| name | testing |
| description | Test the specific feature/fix implemented in the current session using browser or API tools. |
Testing
Tests the specific feature or bug fix implemented in the current session. NOT full E2E testing - focused on the session's work.
Requirements
- Active session with implemented changes
- Implementation phase completed
- Working Dir available (for starting app)
- If no active session: STOP and ask user for session path
Execution Steps
-
Read session context:
- Read
_overview.md to understand what was implemented
- Review implementation docs to identify what needs testing
-
Determine test strategy:
- Frontend changes -> Browser testing
- Backend changes -> API testing via curl/httpie
- Full-stack -> Both approaches
-
Select browser testing tool (if frontend testing needed):
Default: playwright-cli — use the playwright-cli skill. It handles auth, screenshots, clicks, form fills, route mocking, and extraction via a single CLI. First choice for all E2E work in this environment.
Backup: Puppeteer via bash — use only if playwright-cli is unavailable (missing install, broken Chromium, or the scenario specifically needs Puppeteer APIs).

→ Information supplied:
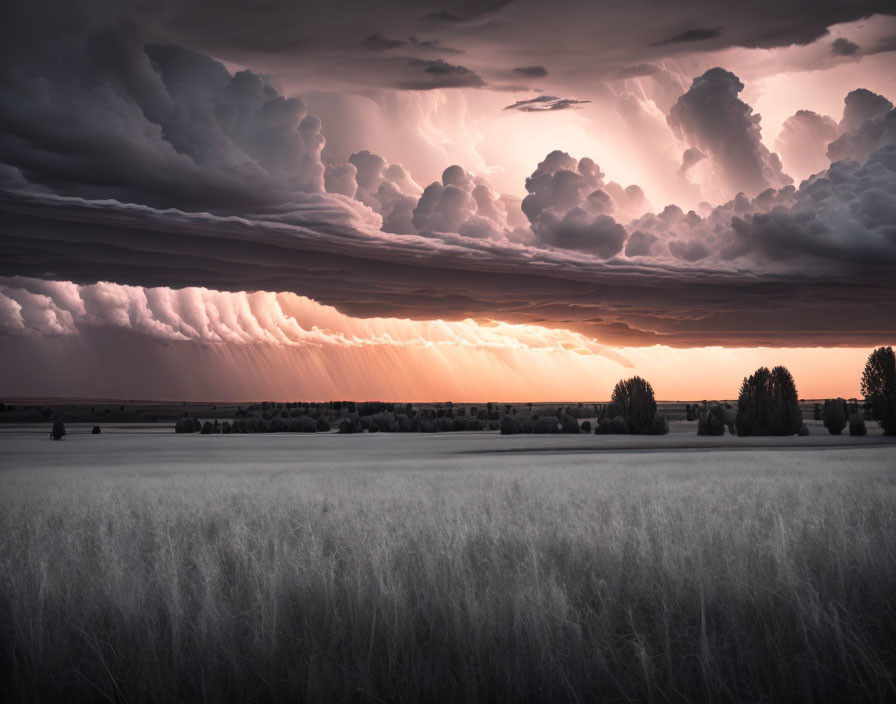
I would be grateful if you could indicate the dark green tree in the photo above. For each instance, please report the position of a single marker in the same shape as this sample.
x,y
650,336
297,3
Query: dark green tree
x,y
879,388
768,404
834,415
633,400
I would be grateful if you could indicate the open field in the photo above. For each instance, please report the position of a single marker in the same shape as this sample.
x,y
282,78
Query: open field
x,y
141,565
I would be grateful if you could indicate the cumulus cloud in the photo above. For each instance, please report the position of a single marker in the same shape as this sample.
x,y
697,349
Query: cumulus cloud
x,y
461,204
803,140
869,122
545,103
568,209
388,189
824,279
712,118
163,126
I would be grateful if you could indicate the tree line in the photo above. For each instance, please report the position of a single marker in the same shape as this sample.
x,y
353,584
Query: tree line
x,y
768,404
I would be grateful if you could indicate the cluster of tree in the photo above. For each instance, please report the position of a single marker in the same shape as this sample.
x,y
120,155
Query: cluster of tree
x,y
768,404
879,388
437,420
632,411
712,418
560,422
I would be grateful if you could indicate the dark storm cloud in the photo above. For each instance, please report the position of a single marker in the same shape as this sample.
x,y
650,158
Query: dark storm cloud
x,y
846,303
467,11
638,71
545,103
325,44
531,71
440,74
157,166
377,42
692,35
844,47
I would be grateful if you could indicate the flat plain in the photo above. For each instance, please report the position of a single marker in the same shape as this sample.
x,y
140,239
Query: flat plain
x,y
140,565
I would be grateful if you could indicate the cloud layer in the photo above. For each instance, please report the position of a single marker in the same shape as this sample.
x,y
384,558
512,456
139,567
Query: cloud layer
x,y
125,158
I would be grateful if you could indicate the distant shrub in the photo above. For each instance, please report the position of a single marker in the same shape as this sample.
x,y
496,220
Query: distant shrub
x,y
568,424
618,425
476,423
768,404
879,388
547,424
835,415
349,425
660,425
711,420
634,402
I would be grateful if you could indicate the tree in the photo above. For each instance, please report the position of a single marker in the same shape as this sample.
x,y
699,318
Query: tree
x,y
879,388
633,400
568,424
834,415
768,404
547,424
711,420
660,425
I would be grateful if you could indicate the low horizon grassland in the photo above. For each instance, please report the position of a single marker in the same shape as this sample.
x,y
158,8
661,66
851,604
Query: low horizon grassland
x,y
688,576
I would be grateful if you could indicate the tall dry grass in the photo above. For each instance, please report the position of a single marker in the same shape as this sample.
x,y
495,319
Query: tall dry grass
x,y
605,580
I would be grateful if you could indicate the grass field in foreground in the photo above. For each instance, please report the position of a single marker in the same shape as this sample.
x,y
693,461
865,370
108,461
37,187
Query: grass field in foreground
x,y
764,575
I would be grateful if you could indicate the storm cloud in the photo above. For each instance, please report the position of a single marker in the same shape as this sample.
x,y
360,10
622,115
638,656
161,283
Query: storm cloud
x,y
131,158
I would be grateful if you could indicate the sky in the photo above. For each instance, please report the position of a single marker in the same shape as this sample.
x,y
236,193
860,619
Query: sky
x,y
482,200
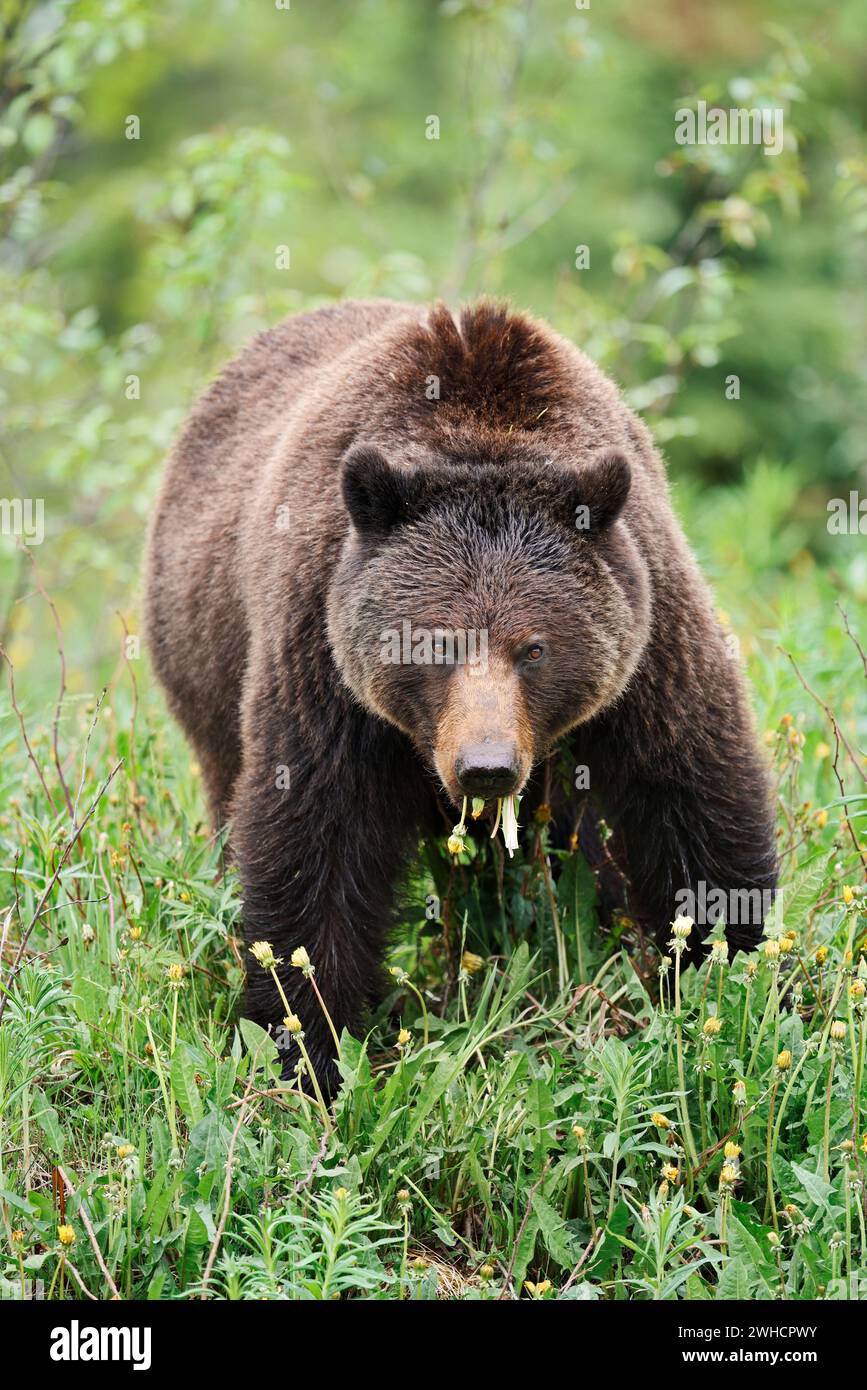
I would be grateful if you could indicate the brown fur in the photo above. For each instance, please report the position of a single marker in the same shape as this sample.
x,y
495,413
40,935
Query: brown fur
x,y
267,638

→ Aim 1: Please list each thing the testing skill page says playwright-cli handles.
→ Aim 2: Report how many lines in the entries contain the string "layer", matching case exactly. Give only the number.

→ Task answer 1:
- Auth
- Screenshots
- Clicks
- Form fills
- Route mocking
- Extraction

→ Task answer 2: 2